Commissaries should never become warehouses for all items consumed in your operation.  The major suppliers have superior inventory control and you can save on power, shipping costs, delivery personnel and warehouse theft.  Use your commissary to strip out labor cost from major prep items.  You should strive for the best consistency and lowest cost on these high volume batches.

Make sure your store level staff execute all high volume activities well.  Coffee should be produced so your guests enjoy a freshly brewed cup with a minimum level of waste.  Salad mixes should be ordered frequently to minimize spoilage.  Portion control on all complimentary items is a great way to improve your food cost results.  You should vary the bread basket by the number of guests at a table.  Ask guests ordering a sandwich if they want complimentary bread.  Many will say no.

High volume meal periods are the key to success.  You need the proper staff level, a well stocked line, easy to use portion control devices and a well trained expediter.  Executing orders in an efficient manner during your peak meal periods will have the greatest impact on your food cost results.

Tuesday, November 05, 2013

Food Cost Control CBA

Any food cost control project or organization should be designed to produce a positive outcome.  You want your cost savings to be greater than your control costs.  Cost benefit analysis (CBA) is the name given to the simple formula.  We can see our actual net benefit by subtracting the expenses we incur in tracking food costs against the improvement in food costs.

CBA has some assumptions which can be tightened or relaxed depending on your organization.  The first assumption is the cost control environment from the previous period would produce the same results in the future period if there are no changes.  Any marginal changes in the cost control system, including investment in technology, measurement equipment, security cameras, increases or decreases in staff allocated to the tasks and management efforts, should be budgeted and closely tracked.  These marginal expenses will be compared to the food cost results.

My preference is to use dollars of investment in cost saving resources vs. dollar savings in food cost.

If an operation with $2,000,000 in food sales experienced a food cost percentage of 36% in the previous year, their food cost is $720,000.

### Provided records
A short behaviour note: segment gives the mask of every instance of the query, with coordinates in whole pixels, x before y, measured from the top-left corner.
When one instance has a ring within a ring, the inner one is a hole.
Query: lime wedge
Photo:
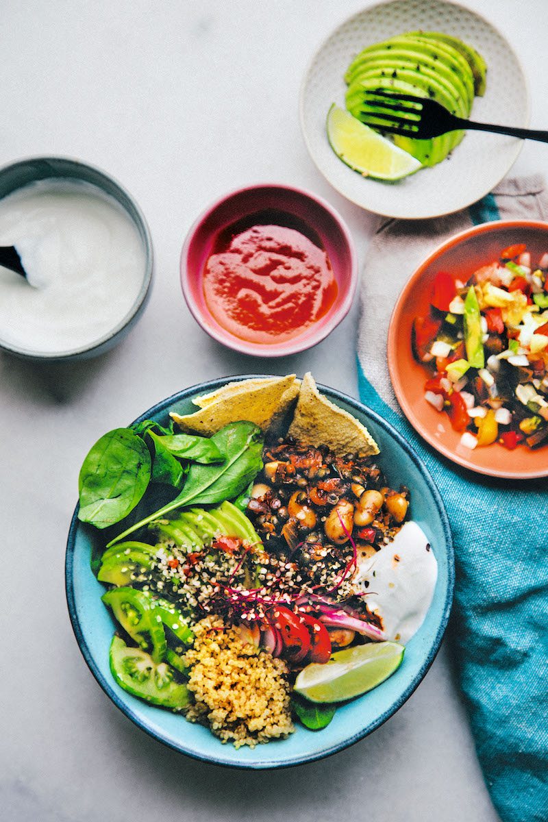
[[[337,156],[364,177],[400,180],[422,168],[408,152],[334,103],[327,115],[327,136]]]
[[[388,679],[399,667],[403,645],[371,642],[331,654],[324,665],[312,663],[295,681],[295,690],[311,702],[343,702]]]

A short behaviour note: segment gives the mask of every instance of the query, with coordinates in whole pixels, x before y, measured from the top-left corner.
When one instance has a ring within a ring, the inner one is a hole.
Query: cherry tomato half
[[[500,255],[501,260],[513,260],[515,257],[519,256],[527,251],[527,247],[524,242],[518,242],[515,246],[509,246],[508,248],[504,248]]]
[[[329,661],[331,656],[331,639],[329,632],[319,619],[311,616],[310,614],[303,614],[302,619],[310,632],[311,649],[308,652],[306,661],[309,663],[319,663],[323,665]]]
[[[449,400],[449,407],[447,413],[451,425],[455,431],[466,431],[470,423],[470,414],[460,391],[454,391]]]
[[[310,631],[302,616],[283,605],[277,605],[273,616],[274,626],[282,637],[282,655],[292,663],[302,662],[311,647]]]

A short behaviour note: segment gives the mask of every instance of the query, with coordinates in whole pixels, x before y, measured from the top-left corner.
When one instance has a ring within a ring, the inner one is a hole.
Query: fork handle
[[[462,123],[461,128],[470,128],[477,132],[495,132],[496,134],[508,134],[511,137],[521,137],[523,140],[538,140],[541,143],[548,143],[548,132],[541,132],[534,128],[495,126],[490,122],[474,122],[472,120],[463,119],[460,119],[460,122]]]

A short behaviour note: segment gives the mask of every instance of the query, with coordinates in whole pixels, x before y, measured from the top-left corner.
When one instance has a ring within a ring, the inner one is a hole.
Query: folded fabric
[[[386,362],[392,309],[418,264],[458,231],[511,218],[548,220],[541,178],[503,181],[448,217],[383,222],[362,277],[358,376],[361,400],[406,436],[447,509],[456,556],[450,635],[495,806],[504,822],[546,822],[548,483],[481,477],[445,459],[403,417]]]

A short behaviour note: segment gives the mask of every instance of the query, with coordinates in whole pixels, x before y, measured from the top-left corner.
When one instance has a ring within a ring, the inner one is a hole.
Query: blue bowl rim
[[[240,380],[249,380],[251,378],[271,376],[273,375],[242,374],[229,377],[217,378],[214,380],[210,380],[207,382],[201,382],[201,383],[197,383],[194,386],[190,386],[188,388],[185,388],[182,390],[172,395],[172,396],[167,397],[165,399],[160,400],[160,402],[156,403],[154,406],[152,406],[152,408],[149,409],[148,411],[145,411],[144,413],[140,414],[136,420],[134,420],[134,422],[138,423],[143,419],[148,419],[153,414],[164,411],[165,409],[168,408],[169,405],[172,405],[173,403],[178,402],[181,399],[187,399],[187,397],[188,396],[191,396],[197,394],[204,394],[206,392],[209,393],[210,391],[216,390],[218,388],[220,388],[223,386],[226,385],[227,382],[235,382]],[[131,722],[133,722],[139,727],[142,728],[142,730],[145,731],[153,738],[158,740],[158,741],[159,742],[162,742],[163,745],[166,745],[168,747],[172,748],[173,750],[177,750],[179,753],[185,754],[187,756],[191,757],[192,759],[198,760],[201,762],[207,762],[210,764],[223,765],[225,767],[235,768],[243,770],[247,770],[247,769],[263,770],[266,769],[274,769],[274,768],[276,769],[291,768],[294,767],[295,765],[304,764],[308,762],[314,762],[316,761],[317,760],[325,759],[325,757],[336,754],[340,750],[343,750],[345,748],[350,747],[352,745],[354,745],[356,742],[358,742],[361,739],[363,739],[365,737],[368,736],[373,731],[375,731],[380,725],[385,723],[387,719],[389,719],[389,718],[393,716],[405,702],[407,702],[407,700],[409,699],[412,694],[418,687],[421,681],[424,679],[428,669],[434,662],[437,655],[437,653],[440,649],[440,646],[441,644],[441,640],[445,632],[445,629],[447,628],[447,625],[451,612],[451,606],[453,603],[453,595],[454,590],[454,552],[453,547],[453,538],[451,534],[451,529],[449,527],[449,522],[447,516],[447,513],[445,511],[445,507],[444,506],[441,495],[440,494],[440,492],[438,491],[435,483],[434,483],[434,480],[432,479],[426,466],[423,464],[422,461],[420,459],[419,456],[413,450],[411,446],[406,441],[406,440],[402,436],[402,435],[398,431],[396,431],[396,429],[394,428],[393,426],[389,424],[389,423],[387,423],[385,419],[383,419],[382,417],[380,417],[378,413],[376,413],[376,412],[371,410],[366,405],[364,405],[363,403],[358,402],[352,397],[350,397],[348,395],[343,393],[342,391],[337,390],[336,389],[329,388],[329,386],[323,386],[320,383],[318,383],[318,388],[322,391],[322,393],[325,393],[327,396],[329,396],[331,399],[334,399],[335,401],[337,399],[342,399],[348,405],[351,405],[352,407],[356,409],[357,411],[363,413],[363,411],[365,410],[367,415],[370,416],[371,419],[373,419],[377,425],[380,426],[382,428],[385,429],[385,431],[387,432],[387,433],[389,433],[392,437],[394,437],[394,439],[406,452],[408,456],[410,457],[410,459],[415,464],[420,473],[422,474],[435,499],[442,521],[444,535],[445,537],[447,552],[448,552],[448,585],[445,593],[445,602],[444,603],[442,618],[431,650],[430,651],[429,654],[425,659],[424,663],[422,664],[420,671],[417,673],[417,675],[413,678],[412,681],[408,686],[405,690],[400,695],[399,698],[391,705],[391,707],[388,710],[385,711],[384,713],[381,713],[379,717],[377,717],[375,720],[370,723],[369,725],[367,725],[365,728],[362,728],[357,733],[355,733],[353,736],[348,737],[348,739],[346,740],[344,742],[340,743],[338,745],[331,746],[330,747],[325,748],[324,750],[315,751],[313,754],[306,755],[304,756],[294,757],[293,759],[292,759],[291,760],[288,760],[287,762],[278,762],[275,760],[270,760],[270,761],[262,760],[261,762],[257,762],[257,763],[255,762],[237,763],[230,760],[224,759],[222,755],[216,756],[214,758],[210,756],[204,756],[196,754],[194,750],[186,748],[184,745],[174,744],[172,739],[168,738],[167,736],[164,736],[163,733],[159,732],[159,731],[155,727],[151,727],[146,720],[144,720],[141,717],[138,716],[137,713],[136,713],[128,705],[127,705],[118,697],[117,694],[116,694],[116,692],[114,691],[111,683],[108,682],[103,677],[97,665],[95,664],[93,655],[91,654],[90,649],[88,648],[87,644],[84,639],[82,629],[81,627],[80,621],[78,620],[76,613],[76,603],[74,598],[74,588],[72,584],[74,547],[76,542],[76,531],[80,525],[80,522],[77,519],[78,508],[79,508],[79,506],[77,504],[75,508],[74,514],[72,515],[72,520],[71,521],[71,527],[68,533],[68,538],[67,540],[67,555],[65,561],[65,589],[67,594],[67,604],[68,607],[69,616],[71,618],[71,622],[72,625],[72,630],[74,631],[74,635],[76,636],[76,642],[78,643],[80,650],[82,653],[82,656],[84,657],[84,659],[85,660],[88,667],[91,671],[91,673],[93,674],[93,676],[94,677],[94,678],[96,679],[97,682],[99,684],[103,690],[105,692],[107,696],[109,697],[109,699],[114,703],[116,707],[118,708],[122,713],[125,713],[125,715],[129,719],[131,719]],[[220,743],[219,743],[219,748],[221,748],[222,750]]]

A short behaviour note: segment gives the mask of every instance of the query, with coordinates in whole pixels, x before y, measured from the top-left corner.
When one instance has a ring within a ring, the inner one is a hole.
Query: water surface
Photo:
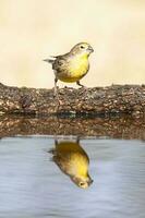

### Things to do
A – State whether each statement agrees with the food cost text, answering yes or no and quoting the words of the text that decide it: (i) Commissaries should serve as warehouses for every item the operation consumes. (ii) Guests ordering a sandwich should be asked whether they want complimentary bread. (iii) In the example, the operation's food cost for the previous year comes to $720,000.
B – Pick up the food cost text after its last sentence and continue it.
The records have no connection to the food cost text.

### Responses by task
A –
(i) No: "Commissaries should never become warehouses for all items consumed in your operation."
(ii) Yes: "Ask guests ordering a sandwich if they want complimentary bread."
(iii) Yes: "their food cost is $720,000."

B –
This same operation invests in a cost control system with interfaces to the POS system and their top supplier's online ordering system.  The investment includes equipment, software, implementation costs and a cost accountant.  If the turn key system costs are $30,000 and the useful life is 5 years, we have a marginal technology cost of $6,000 per year.  Most systems need support and 20% or $6,000 should be budgeted to handle this need. 

Our cost accountant has a cost of $60,000 which includes a base salary, health care insurance, workers compensation insurance, employer's share of social security and medicare, holiday and vacation pay, etc.  If you already employ a cost accountant and you are arming this person with the new tool, you can eliminate this expense from your marginal analysis.

Assuming we need to hire a new person, our total annual cost for this increase in control is $72,000.  We would need to buy 10% less food for the same revenue level to break even.  On the other hand, the cost to provide an ill equipped accountant is only $12,000 per year.  We start providing a net benefit once our costs decline by the same $12,000 or 1.67%.

I recommend investing the necessary money in this type of cost control system if your operation enjoys at least $2,000,000 in annual food sales.  For operations with no cost control at the present time, you will reap the biggest reward.  Routine savings average over 10%.  I have seen declines of 25% in food purchases in out of control restaurants.

For operations with a hit or miss spreadsheet cost analysis, you will find the total cost to provide a professional cost control system will be repaid in a fraction of a year.  The entire investment of $30,000 and the annual support will be covered by the expected savings.  From experience, I would conservatively estimate an annual savings between $60,000 and $90,000 in an operation of this size.